Codeforces Round #841 (Div. 2) A,B,D,补C
A. Joey Takes Money
题意:
给定 n 个整数,每次操作可以选择两个整数,获得两数之积,再构造一组 (x,y) 使得 x * y 等于两数之积,并将原来的数替换为 x, y ,求操作若干次后 n 个数的最大和。
分析:
考虑最终情况:只有一个 n 个数的乘积 k 与 n - 1 个 1 组成,sum = k + n - 1
#include <bits/stdc++.h>
#include <bits/extc++.h>
using namespace std;
using namespace __gnu_pbds;
#define mst(x, y) memset(x, y, sizeof x)
#define endl '\n'
#define INF LONG_LONG_MAX
#define x first
#define y second
#define int long long
#define Lson u << 1, l, mid
#define Rson u << 1 | 1, mid + 1, r
#define FAST ios::sync_with_stdio(false), cin.tie(0), cout.tie(0)
const int N = 200010, MOD = 1e9 + 7;
const double EPS = 1e-6;
typedef pair<int, int> PII;
typedef unordered_map<int, int> Ump;
int T;
int n;
int a[N];
void solve()
{
cin >> n;
for (int i = 1; i <= n; i++)
cin >> a[i];
int t = 1;
for (int i = 1; i <= n; i++)
{
t *= a[i];
}
cout << (t + n - 1) * 2022 << endl;
}
signed main()
{
FAST;
cin >> T;
while (T--)
solve();
return 0;
}
B. Kill Demodogs
题意:
在 n * n 的网格,每个格子上存在 行号 * 列号 个怪物,你从 (1, 1) 出发,只能向下和向右走,走到 (n, n) 一路上最多击杀多少怪物。
分析:
找规律即可发现:右/下交替走即可保证 sum 最大,下面处理如何求 sum :
列出式子:$$0 * 1 + 1 * 1 + 1 * 2 + 2 * 2 + 3 * 2 + 3 * 3 + ...... + n * (n - 1) + n * n$$
即:
\[1 * 1 + 2 * 3 + 3 * 5 + 4 * 7 + ...... + n * (2 * n - 1)
\]
即:
\[2 * (1^2 + 2^2 + 3^2 + ...... + n^2 ) - (1 + 2 + 3 + 4 + ...... + n)
\]
即:
\[2 * \frac{n * (n + 1) * (2 * n + 1)}{6} - \frac{n*(n + 1)}{2}
\]
平方和
这里由于答案还要 ×2022 可以化简后直接运算或者求乘法逆元计算
#include <bits/stdc++.h>
#include <bits/extc++.h>
using namespace std;
using namespace __gnu_pbds;
#define mst(x, y) memset(x, y, sizeof x)

**所给材料:**
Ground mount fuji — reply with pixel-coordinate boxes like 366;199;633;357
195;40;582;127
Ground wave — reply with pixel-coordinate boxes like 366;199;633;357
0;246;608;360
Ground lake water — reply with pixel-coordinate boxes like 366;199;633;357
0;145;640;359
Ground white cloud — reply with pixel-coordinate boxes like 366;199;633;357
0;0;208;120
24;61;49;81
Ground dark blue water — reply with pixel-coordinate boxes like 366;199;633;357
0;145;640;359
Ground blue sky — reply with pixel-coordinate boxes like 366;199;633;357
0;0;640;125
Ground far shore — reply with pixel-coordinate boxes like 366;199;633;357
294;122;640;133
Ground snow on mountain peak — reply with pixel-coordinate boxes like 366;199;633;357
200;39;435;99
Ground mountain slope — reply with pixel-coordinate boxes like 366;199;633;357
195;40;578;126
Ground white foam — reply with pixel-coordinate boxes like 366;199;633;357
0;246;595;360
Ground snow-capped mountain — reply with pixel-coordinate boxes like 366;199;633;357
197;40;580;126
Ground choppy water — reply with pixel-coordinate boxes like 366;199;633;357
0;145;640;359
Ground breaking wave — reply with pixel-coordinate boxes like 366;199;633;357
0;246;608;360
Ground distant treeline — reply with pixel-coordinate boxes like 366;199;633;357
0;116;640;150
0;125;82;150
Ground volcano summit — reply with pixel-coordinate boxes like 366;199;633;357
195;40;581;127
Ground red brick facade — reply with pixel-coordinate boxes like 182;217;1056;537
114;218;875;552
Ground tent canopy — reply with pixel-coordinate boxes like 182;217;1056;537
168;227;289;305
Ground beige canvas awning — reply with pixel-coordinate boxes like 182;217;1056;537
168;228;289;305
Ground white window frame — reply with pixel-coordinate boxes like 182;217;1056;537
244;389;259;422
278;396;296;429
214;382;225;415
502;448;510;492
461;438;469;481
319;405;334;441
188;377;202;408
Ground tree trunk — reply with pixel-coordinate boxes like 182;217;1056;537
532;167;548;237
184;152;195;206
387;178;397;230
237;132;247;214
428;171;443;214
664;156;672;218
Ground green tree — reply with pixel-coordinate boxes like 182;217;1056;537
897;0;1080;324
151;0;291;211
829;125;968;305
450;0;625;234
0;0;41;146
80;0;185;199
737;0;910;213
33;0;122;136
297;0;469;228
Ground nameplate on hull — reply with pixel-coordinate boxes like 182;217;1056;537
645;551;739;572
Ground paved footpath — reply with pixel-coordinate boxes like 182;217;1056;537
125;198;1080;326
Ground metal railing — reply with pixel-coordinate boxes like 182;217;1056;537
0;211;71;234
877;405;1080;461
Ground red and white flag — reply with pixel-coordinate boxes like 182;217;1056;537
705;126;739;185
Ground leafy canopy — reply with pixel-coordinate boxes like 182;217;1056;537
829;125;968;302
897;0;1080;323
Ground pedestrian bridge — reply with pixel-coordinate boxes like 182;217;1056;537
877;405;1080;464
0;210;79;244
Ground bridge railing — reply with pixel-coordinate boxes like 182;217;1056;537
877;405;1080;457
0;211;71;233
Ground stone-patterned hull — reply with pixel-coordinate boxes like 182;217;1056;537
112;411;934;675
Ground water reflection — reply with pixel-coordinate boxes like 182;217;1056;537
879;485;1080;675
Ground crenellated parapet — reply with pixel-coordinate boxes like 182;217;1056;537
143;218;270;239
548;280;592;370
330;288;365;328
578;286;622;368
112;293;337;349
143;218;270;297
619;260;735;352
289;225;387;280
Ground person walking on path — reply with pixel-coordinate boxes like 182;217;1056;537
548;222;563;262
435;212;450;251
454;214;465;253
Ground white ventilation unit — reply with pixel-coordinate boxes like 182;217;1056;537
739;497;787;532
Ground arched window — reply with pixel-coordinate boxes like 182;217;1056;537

**任务列表:**
**a)** 从题解中摘出原文,从“Codeforces Round #841”开始,一直到“y ,求操作若干次后 n 个数的最大和。”为止。
**b)** 按照题解的说法,B 题的求和式为什么可以化简后直接运算,或者改用乘法逆元计算?请用一到三句话说明。
**c)** 接着这篇 Codeforces 题解最后显示的那一行继续往下写。
所附清单与这篇题解没有关系。

**任务结果:**
**a)**
Codeforces Round #841 (Div. 2) A,B,D,补C
A. Joey Takes Money
题意:
给定 n 个整数,每次操作可以选择两个整数,获得两数之积,再构造一组 (x,y) 使得 x * y 等于两数之积,并将原来的数替换为 x, y ,求操作若干次后 n 个数的最大和。

**b)** 因为答案还要乘以 2022,所以题解指出可以把式子化简后直接运算,也可以通过求乘法逆元来计算。

**c)**
#define endl '\n'
#define INF LONG_LONG_MAX
#define x first
#define y second
#define int long long
#define Lson u << 1, l, mid
#define Rson u << 1 | 1, mid + 1, r
#define FAST ios::sync_with_stdio(false), cin.tie(0), cout.tie(0)
const int N = 200010, MOD = 1e9 + 7;
const double EPS = 1e-6;
typedef pair<int, int> PII;
typedef unordered_map<int, int> Ump;
int T;
int n;
int qmi(int a, int k, int p) // 求a^k mod p
{
int res = 1 % p;
while (k)
{
if (k & 1)
res = res * a % p;
a = a * a % p;
k >>= 1;
}
return res;
}
void solve()
{
cin >> n;
int res = n * (n + 1) % MOD * (2 * n + 1) % MOD * qmi(6, MOD - 2, MOD) % MOD;
res = 2 * res % MOD - (n + 1) * n % MOD * qmi(2, MOD - 2, MOD) % MOD;
res = (res % MOD + MOD) % MOD;
res = res * 2022 % MOD;
cout << res << endl;
}
signed main()
{
FAST;
cin >> T;
while (T--)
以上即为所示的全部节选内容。